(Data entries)
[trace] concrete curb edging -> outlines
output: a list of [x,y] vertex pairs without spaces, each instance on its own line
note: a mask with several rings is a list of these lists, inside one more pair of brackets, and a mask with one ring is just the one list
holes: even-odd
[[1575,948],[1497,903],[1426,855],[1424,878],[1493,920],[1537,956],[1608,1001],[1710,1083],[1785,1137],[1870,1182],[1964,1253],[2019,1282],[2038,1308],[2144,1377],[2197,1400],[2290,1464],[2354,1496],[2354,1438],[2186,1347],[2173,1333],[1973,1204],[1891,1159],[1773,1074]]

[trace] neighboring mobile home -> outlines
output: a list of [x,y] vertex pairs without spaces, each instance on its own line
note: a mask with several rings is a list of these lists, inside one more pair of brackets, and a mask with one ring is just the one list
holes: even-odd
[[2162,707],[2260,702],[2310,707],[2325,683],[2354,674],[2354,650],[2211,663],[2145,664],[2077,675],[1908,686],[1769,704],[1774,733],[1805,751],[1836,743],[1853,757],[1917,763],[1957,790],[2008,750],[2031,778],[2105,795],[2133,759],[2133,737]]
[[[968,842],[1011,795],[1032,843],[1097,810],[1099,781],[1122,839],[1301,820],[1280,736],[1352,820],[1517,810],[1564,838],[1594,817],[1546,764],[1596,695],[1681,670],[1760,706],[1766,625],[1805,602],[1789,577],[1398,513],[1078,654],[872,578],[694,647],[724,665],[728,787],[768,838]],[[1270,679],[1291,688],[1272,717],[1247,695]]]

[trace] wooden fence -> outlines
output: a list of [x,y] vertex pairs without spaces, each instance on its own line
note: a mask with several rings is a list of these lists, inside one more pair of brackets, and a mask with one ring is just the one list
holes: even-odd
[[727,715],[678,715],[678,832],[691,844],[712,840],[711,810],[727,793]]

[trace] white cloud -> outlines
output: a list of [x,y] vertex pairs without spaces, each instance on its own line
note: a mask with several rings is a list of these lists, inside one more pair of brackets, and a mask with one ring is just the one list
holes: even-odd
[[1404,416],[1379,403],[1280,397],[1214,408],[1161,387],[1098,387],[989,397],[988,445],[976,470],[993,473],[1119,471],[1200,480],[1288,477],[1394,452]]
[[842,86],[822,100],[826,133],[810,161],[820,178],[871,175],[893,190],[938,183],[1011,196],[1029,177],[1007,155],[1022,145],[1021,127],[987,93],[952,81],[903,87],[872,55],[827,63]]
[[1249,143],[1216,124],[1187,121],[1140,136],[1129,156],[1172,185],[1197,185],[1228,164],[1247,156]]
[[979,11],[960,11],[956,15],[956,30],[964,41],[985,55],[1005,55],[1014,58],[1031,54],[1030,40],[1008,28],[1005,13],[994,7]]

- WORK ITEM -
Every record shown above must be echoed exactly.

- TASK RESULT -
[trace] concrete curb edging -> outlines
output: a list of [x,y] vertex pairs without spaces, each instance on its own line
note: a mask with several rings is a list of these lists, inside one more pair of brackets, and a mask with one ring is just the one list
holes: even-odd
[[1575,948],[1497,903],[1426,855],[1424,878],[1493,920],[1537,956],[1608,1001],[1710,1083],[1785,1137],[1870,1182],[1964,1253],[2019,1282],[2038,1308],[2144,1377],[2197,1400],[2290,1464],[2354,1496],[2354,1438],[2186,1347],[2173,1333],[1973,1204],[1891,1159],[1773,1074]]

[trace] neighboring mobile home -> outlines
output: a list of [x,y] vertex pairs without spaces, each instance on its own line
note: a mask with several rings is a list of these lists, inside one more pair of brackets, and a mask with one ring is just the one list
holes: even-odd
[[2162,707],[2260,702],[2310,707],[2325,683],[2354,674],[2354,650],[2211,663],[2145,664],[2077,675],[1908,686],[1769,704],[1774,733],[1805,751],[1836,743],[1853,757],[1917,763],[1957,790],[2008,750],[2031,778],[2105,795],[2133,759],[2133,737]]
[[[968,842],[1011,795],[1032,843],[1097,810],[1099,781],[1122,839],[1301,820],[1280,736],[1352,820],[1517,810],[1564,838],[1594,817],[1546,764],[1596,695],[1681,670],[1760,706],[1766,625],[1805,602],[1789,577],[1398,513],[1078,654],[872,578],[694,647],[724,665],[728,787],[768,838]],[[1270,679],[1291,688],[1272,717],[1247,695]]]

[trace] wooden fence -> outlines
output: a list of [x,y] vertex pairs without spaces, each instance on its own line
note: a mask with several rings is a list of these lists, inside one more pair of brackets, and a mask with one ring is just the one list
holes: even-odd
[[727,715],[678,715],[678,832],[691,844],[712,840],[711,810],[727,793]]

[trace] white cloud -> outlines
output: a list of [x,y] vertex pairs without spaces, each instance on its own line
note: a mask with several rings is a list of these lists, inside one more pair of brackets, and a mask with one ring is just the one list
holes: even-odd
[[1404,416],[1379,403],[1280,397],[1214,408],[1161,387],[1098,387],[989,397],[988,445],[976,470],[993,473],[1119,471],[1200,480],[1288,477],[1394,452]]
[[842,86],[822,100],[826,133],[810,161],[820,178],[871,175],[893,190],[938,183],[1011,196],[1029,177],[1007,155],[1022,145],[1021,127],[987,93],[952,81],[903,87],[872,55],[827,63]]
[[1249,143],[1216,124],[1187,121],[1140,136],[1129,156],[1172,185],[1197,185],[1228,164],[1247,156]]
[[979,11],[960,11],[956,15],[956,30],[964,41],[985,55],[1005,55],[1014,58],[1031,54],[1030,40],[1008,28],[1005,13],[994,7]]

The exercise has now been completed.